## Aim of the exercise
Rewrite the rows below, swapping every "rough mask" for "coarse mask" and keeping everything else the same. Leave the pictures out.

## Stored data
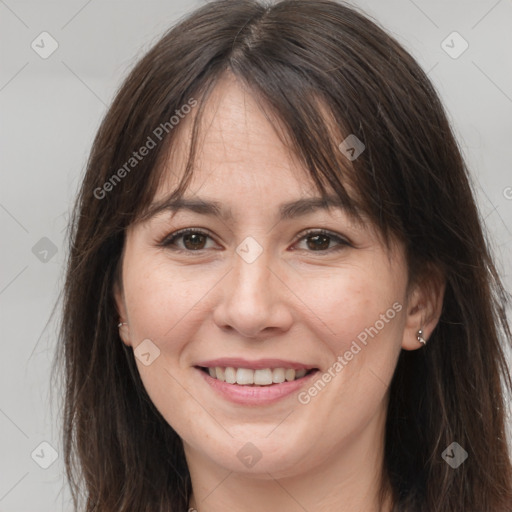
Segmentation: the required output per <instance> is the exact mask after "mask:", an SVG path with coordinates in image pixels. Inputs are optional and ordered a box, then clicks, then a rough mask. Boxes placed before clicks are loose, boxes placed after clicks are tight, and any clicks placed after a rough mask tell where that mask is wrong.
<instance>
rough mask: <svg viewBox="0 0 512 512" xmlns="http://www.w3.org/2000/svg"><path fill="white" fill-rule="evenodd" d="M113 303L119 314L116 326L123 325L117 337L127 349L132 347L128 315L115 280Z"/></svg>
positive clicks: (119, 286) (123, 301) (124, 304)
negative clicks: (118, 320)
mask: <svg viewBox="0 0 512 512" xmlns="http://www.w3.org/2000/svg"><path fill="white" fill-rule="evenodd" d="M113 293H114V301H115V303H116V309H117V312H118V313H119V321H117V320H116V325H117V324H119V323H120V322H123V325H121V326H120V327H119V336H120V338H121V339H122V340H123V343H124V344H125V345H127V346H128V347H131V346H132V343H131V341H130V326H129V324H128V315H127V311H126V303H125V300H124V293H123V290H122V287H121V285H120V284H119V280H118V279H116V280H115V282H114V286H113Z"/></svg>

## Task answer
Segmentation: the required output per <instance> is the exact mask after "mask:", an SVG path with coordinates in image pixels. Inputs are optional and ordered a box, then clicks, then a coarse mask. Boxes placed before clicks are loose, boxes placed after clicks are tight, and any clicks placed after a coarse mask tell where that mask is wrong.
<instance>
coarse mask: <svg viewBox="0 0 512 512" xmlns="http://www.w3.org/2000/svg"><path fill="white" fill-rule="evenodd" d="M113 303L119 314L116 326L123 325L117 337L127 349L132 347L128 315L115 280Z"/></svg>
positive clicks: (119, 286) (123, 301) (124, 304)
negative clicks: (118, 320)
mask: <svg viewBox="0 0 512 512" xmlns="http://www.w3.org/2000/svg"><path fill="white" fill-rule="evenodd" d="M113 293H114V301H115V303H116V309H117V312H118V313H119V321H117V320H116V325H117V324H119V323H120V322H123V325H121V326H120V327H119V336H120V338H121V339H122V340H123V343H124V344H125V345H127V346H128V347H131V346H132V343H131V341H130V326H129V324H128V315H127V311H126V303H125V300H124V293H123V290H122V287H121V285H120V284H119V280H118V279H116V280H115V282H114V286H113Z"/></svg>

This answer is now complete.